= TRY IT =
What is needed is an exact copy of every entry below, with the pictures left out.

= DATA SUPPLIED =

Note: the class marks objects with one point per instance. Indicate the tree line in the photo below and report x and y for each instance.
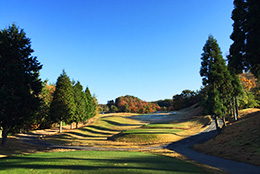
(222, 86)
(25, 101)
(131, 104)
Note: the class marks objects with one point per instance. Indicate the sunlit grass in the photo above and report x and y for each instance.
(96, 162)
(120, 130)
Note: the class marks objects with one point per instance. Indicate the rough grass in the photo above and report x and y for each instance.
(96, 162)
(238, 141)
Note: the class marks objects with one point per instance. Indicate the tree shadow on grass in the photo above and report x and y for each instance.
(120, 124)
(102, 128)
(136, 164)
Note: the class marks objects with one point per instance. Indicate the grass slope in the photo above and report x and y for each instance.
(238, 141)
(96, 162)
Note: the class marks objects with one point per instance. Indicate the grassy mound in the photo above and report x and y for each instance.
(96, 162)
(238, 141)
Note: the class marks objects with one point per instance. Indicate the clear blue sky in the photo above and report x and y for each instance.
(147, 48)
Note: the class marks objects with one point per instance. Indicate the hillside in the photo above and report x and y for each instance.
(238, 141)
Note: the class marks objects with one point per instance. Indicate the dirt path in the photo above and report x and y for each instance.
(184, 147)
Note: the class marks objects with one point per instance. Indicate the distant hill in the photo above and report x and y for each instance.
(132, 104)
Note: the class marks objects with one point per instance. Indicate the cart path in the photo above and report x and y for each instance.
(184, 147)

= ANSWER TO THE PROBLEM =
Note: the class marks objects with one point per instance. Indicate the tree line in the photo below and report x and y for each instance.
(222, 86)
(25, 101)
(131, 104)
Note: the class marks objects with one point per instance. Indicate the sunlit grass in the photo above and report x and y for each instance.
(96, 162)
(120, 130)
Note: the class marks objects with one point per instance. Indicate the rough grass in the photo above and report x and y for each instance.
(96, 162)
(238, 141)
Note: the class marks objects with one point per instance. Indicate the tree shadow on grass in the photo above and report x and y for each instance.
(120, 124)
(102, 128)
(136, 164)
Note: the class marks objects with one point per instance. Indicate the grass slope in the photo above and report x and y for each instance.
(238, 141)
(96, 162)
Note: the class marks objects with one point per instance. Indicate the grassy mound in the photo above and report x and y for each instance.
(96, 162)
(238, 141)
Note: the class marks objects with one point per instance. Indicate the clear blue sky in the photo above and report x and y for each instance.
(147, 48)
Note: the class marks objects with one point per instance. Indicate the hillside in the photo above and report x and y for each instance.
(238, 141)
Note: the class marks objects with one point per instance. Indicate the dirt path in the photo above and report x and y for each instance.
(184, 147)
Note: the class marks objects with one point per instance. Indicate the distant hill in the photo above and report x and y for each instance.
(132, 104)
Note: the class marks objects with one point per instance. Indicate the cart path in the photo above and report x and y for each instance.
(184, 147)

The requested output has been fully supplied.